• **What you are asked to do**
Rewrite the lines from the one containing "The component shall locate the mowed" through the end of the records, both ends included. Keep the requests as they are and multiply every point coordinate by 0.85, rounding to whole numbers with halves rounded up.

[Point placement records]

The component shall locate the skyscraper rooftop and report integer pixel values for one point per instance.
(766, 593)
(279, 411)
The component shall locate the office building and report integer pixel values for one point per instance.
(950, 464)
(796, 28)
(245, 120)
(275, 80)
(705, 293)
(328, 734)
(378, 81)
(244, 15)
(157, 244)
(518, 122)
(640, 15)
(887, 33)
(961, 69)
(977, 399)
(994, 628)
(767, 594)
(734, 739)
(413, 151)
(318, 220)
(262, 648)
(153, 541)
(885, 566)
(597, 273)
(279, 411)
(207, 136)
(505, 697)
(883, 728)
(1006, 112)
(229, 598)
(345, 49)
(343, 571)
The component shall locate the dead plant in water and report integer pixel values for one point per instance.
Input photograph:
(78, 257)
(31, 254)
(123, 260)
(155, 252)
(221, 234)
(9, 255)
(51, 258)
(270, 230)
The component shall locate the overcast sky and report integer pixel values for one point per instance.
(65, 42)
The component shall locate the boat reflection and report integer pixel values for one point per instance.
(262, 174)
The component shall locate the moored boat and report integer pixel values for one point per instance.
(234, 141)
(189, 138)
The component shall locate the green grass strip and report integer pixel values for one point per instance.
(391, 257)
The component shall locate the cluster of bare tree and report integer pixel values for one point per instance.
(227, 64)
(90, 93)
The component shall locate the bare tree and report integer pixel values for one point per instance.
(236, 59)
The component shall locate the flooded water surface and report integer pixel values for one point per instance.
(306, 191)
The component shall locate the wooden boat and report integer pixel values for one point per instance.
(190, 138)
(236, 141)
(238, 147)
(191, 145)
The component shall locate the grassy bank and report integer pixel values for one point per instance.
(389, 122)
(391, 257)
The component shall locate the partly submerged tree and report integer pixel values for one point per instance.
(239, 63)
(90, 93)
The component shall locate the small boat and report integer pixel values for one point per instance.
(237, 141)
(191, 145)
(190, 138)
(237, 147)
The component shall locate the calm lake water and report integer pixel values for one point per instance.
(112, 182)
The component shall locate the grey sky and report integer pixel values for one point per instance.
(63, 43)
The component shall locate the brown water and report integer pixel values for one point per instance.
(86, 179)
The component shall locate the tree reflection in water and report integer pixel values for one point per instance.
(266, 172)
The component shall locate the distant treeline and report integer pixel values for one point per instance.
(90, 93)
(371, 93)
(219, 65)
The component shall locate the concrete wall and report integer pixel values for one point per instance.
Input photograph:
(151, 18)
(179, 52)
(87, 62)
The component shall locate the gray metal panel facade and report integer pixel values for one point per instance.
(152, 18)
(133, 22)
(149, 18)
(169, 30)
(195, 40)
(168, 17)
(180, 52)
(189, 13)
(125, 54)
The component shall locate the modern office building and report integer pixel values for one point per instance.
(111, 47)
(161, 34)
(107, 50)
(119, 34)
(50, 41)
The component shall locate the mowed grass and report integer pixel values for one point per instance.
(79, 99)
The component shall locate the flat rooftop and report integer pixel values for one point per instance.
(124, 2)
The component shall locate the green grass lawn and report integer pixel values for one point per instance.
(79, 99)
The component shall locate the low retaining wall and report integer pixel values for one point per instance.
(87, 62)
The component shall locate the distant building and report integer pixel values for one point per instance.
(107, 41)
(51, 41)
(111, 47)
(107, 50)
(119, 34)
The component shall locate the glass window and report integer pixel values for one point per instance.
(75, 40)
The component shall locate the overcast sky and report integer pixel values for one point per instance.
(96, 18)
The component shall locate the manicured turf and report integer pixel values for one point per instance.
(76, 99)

• **Written answer**
The component shall locate the mowed grass and report integer pixel values for one point per instance.
(67, 84)
The component shall locate the flat rooftop and report integer pixel values for one point per instance.
(105, 2)
The component shall locate the green grass lawn and report integer pixel values for one point per instance.
(67, 84)
The component shall locate the low retaining wall and report integer pixel values for one point per instance.
(74, 53)
The component shall locate the distant building and report integer pixel values for one point per instance.
(91, 35)
(43, 35)
(94, 40)
(91, 43)
(101, 29)
The component shall locate the glass window and report integer pixel values for one point per instance.
(64, 34)
The component shall locate the overcast sky and report integer pixel values for one point per instance.
(82, 15)
The component shall locate the manicured turf and report integer pixel values for one point per instance.
(65, 84)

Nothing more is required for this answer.